(Photo-based referring expression data)
= Beginning of Section =

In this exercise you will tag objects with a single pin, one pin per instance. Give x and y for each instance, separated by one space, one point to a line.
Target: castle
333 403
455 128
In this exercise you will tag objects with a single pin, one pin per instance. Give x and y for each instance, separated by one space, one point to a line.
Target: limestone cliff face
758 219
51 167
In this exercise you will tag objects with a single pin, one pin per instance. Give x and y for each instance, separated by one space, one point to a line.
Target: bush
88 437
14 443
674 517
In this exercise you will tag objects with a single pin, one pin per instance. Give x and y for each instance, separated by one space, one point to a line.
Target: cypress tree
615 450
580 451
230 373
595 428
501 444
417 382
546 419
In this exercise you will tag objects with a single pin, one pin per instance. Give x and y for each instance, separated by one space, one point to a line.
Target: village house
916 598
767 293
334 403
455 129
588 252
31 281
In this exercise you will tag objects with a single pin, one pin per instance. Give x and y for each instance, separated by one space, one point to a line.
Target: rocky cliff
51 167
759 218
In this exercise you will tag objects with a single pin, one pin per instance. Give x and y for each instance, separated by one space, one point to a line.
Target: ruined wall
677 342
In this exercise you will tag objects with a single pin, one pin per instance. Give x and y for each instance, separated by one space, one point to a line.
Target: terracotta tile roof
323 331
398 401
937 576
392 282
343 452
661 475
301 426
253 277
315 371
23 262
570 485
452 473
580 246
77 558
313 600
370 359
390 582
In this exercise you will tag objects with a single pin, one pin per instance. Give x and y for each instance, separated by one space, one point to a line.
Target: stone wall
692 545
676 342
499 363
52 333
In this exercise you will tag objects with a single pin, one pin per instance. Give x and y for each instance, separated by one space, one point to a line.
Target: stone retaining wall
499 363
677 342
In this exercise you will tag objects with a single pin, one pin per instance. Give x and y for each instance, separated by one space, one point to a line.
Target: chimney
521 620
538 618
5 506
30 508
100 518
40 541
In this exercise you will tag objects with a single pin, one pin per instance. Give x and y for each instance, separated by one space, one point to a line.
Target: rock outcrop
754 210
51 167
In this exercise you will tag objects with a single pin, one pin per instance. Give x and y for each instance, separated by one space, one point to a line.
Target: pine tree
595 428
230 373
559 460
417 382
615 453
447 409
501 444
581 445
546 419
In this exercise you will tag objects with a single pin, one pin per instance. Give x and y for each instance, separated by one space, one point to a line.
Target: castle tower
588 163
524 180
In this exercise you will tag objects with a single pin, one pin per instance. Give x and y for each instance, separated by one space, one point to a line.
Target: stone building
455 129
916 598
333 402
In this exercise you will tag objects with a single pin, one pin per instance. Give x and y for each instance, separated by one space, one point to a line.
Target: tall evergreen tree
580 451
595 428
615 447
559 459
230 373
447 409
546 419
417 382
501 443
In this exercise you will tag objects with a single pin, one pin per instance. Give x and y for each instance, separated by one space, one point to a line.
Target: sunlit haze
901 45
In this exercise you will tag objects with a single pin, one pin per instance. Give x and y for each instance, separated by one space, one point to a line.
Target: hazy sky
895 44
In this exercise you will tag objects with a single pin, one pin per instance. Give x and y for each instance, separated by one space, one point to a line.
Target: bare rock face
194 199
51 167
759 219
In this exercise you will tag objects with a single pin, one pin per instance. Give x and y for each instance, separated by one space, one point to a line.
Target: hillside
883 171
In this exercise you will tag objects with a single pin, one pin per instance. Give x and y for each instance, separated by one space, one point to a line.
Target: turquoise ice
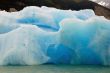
40 35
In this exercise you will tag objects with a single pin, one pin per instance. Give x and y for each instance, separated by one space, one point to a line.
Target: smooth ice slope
37 35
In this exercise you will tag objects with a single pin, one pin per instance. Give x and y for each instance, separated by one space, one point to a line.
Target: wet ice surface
54 69
36 36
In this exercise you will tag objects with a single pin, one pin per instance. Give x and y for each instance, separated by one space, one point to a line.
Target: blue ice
40 35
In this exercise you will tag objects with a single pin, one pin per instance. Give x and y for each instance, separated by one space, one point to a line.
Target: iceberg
41 35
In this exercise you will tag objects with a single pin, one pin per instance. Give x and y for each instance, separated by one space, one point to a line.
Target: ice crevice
40 35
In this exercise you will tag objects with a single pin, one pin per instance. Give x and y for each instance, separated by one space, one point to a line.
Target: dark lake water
54 69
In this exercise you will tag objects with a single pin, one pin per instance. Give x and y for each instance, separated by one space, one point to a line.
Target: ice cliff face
36 35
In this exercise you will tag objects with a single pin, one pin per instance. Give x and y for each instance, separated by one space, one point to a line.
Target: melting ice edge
37 35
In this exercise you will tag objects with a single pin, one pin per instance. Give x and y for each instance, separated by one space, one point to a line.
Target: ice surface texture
37 35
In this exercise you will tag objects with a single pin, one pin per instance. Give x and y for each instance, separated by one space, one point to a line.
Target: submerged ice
37 35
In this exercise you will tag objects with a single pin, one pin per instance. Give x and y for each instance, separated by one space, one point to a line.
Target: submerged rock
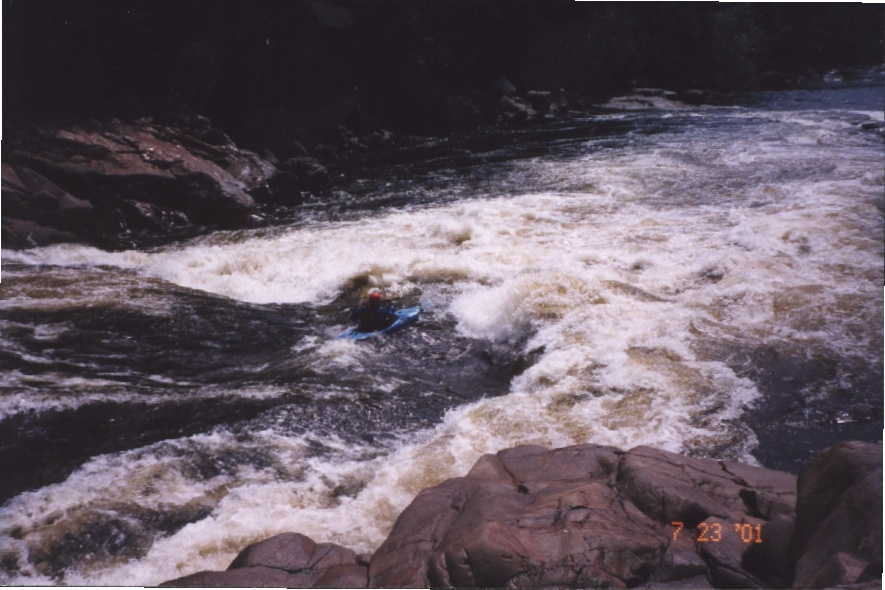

= End of Section =

Nothing but an exact repeat of the records, pictures excluded, belongs in the answer.

## Response to this exercise
In this exercise you will tag objects with a single pin, one pin per instance. Give x and y for each instance, separated by one space, one point to a line.
Target: castle
333 403
455 128
In this exercise you will tag objects with a single pin, one pin per instance. Give x and y for each instance, separated by one space, one point to a line.
Target: limestone cliff face
758 219
51 167
In this exercise you will tag objects with a single pin, one pin per instance. Give x and y for each instance, separated by one space, one point to a line.
Target: bush
88 437
14 443
674 517
In this exercise you will tag objects with a single pin, one pin per instance. Give x and y for each instance, separated by one space, one point to a line.
Target: cypress tree
615 450
580 451
230 373
595 428
501 444
417 382
546 419
In this exercise you will tag objects with a single pin, one pin per instance. Give x and y for each instance, separated by one space, one point to a line.
Target: village house
916 598
767 293
334 403
455 129
588 252
31 281
In this exercise you will tag objects with a single pin, one pin per instance. Give x and y for each instance, separated by one space, one point to a line.
Target: rocky cliff
51 167
759 218
In this exercise you will tag objects with a single pin, one pin per instance. Give x and y for each instance, separated by one space, one point to a line.
Target: ruined wall
677 342
In this exercise you will tag objects with a single pin, one pin per instance. Give x and y for each instance, separated by one space, one point to a line.
Target: terracotta tile roof
323 331
398 401
937 576
392 282
343 452
661 475
301 426
253 277
315 371
23 262
570 485
452 473
580 246
77 558
313 600
370 359
390 582
In this exercise you will tag objects with a single pin, one pin per instance. Give x and y for each instance, separated by one space, one point to a line.
Target: stone wall
692 545
676 342
499 363
52 333
In this exercise you will tag objects with a single pin, one pin per instance. Give x and y for each instance, separated by one space, one point to a line.
Target: stone retaining wall
499 363
677 342
In this exercise you will tag objects with a single pin, one pin per instance. Give x and y for each instance, separated by one space, one point to a line.
Target: chimney
521 620
538 618
5 506
30 508
100 518
40 541
In this exercise you will tag objects with a single pin, one pin per instance. Give x and y for each instance, separated by one space, one point to a line.
Target: rock outcrop
754 210
51 167
In this exercise you will tag objects with a single pin, one pin per instance. Give x and y for each instance, separated by one space, one point to a line.
Target: pine tree
595 428
230 373
559 460
417 382
615 453
447 409
501 444
581 445
546 419
In this exercise you will tag objects with a single pin, one pin per instance. Give x and y for each instance, separated by one space, one point to a line.
Target: castle tower
588 163
524 180
In this exercise you will tag objects with a single pin, one pin per instance. Give x and y for each instance, separated by one space, one point to a line.
Target: stone building
455 129
916 598
333 402
In this exercise you will tag objects with a single pin, one pin per instance. Give x and y for each instance, separated by one space, one point to a line.
Target: tall evergreen tree
580 451
595 428
615 447
559 459
230 373
447 409
546 419
417 382
501 443
In this exercise you will tag objects with a single pin, one pin per instance. Give x and y for each instance, separated by one space, one point to a line.
Target: sunlit haze
901 45
In this exercise you will tag objects with a single pin, one pin per instance. Give x and y for each instance, separated by one space, one point to a line.
Target: hazy sky
895 44
In this exercise you will tag objects with a single pin, one pin per instance. Give x and y for each instance, separated by one space, one point to a line.
Target: bare rock face
194 199
51 167
759 219
In this exercise you will tag objects with a single pin, one pin per instance. Give x and y for each instance, separated by one space, one point to a line.
Target: hillside
883 171
In this exercise you will tag objects with a single pin, one pin per instance. Give x and y for each instance, separated by one space, one point to a line.
Target: turquoise ice
40 35
In this exercise you will tag objects with a single pin, one pin per instance. Give x and y for each instance, separated by one space, one point to a line.
Target: smooth ice slope
37 35
In this exercise you will tag objects with a single pin, one pin per instance. Give x and y for each instance, separated by one space, one point to a line.
Target: wet ice surface
54 69
36 36
In this exercise you will tag objects with a single pin, one pin per instance. Give x and y for each instance, separated by one space, one point to a line.
Target: blue ice
40 35
In this exercise you will tag objects with a single pin, one pin per instance. Give x and y for each instance, separated by one space, one point to a line.
Target: iceberg
41 35
In this exercise you will tag objects with a single pin, one pin per instance. Give x and y for each instance, separated by one space, one point to a line.
Target: ice crevice
40 35
In this exercise you will tag objects with a single pin, one pin per instance. Give x and y for each instance, separated by one space, one point to a line.
Target: dark lake water
54 69
In this exercise you will tag objects with a single pin, one pin per instance. Give x and y for each instance, separated by one space, one point to a line.
Target: ice cliff face
36 35
In this exercise you will tag objects with a single pin, one pin per instance. Give x and y for each instance, separated by one space, one point to a line.
Target: melting ice edge
37 35
In this exercise you will tag objects with a single pin, one pin per instance. Give x and y for each instance, separated by one space, one point to a line.
Target: ice surface texture
37 35
In this exercise you will tag objects with a single pin, one pin per instance. Give x and y for each instance, separated by one space, one point to a line.
Target: submerged ice
37 35
In this exercise you will tag objects with a single pin, one pin per instance. Give x and y for each instance, separated by one space, one point to a line.
Target: submerged rock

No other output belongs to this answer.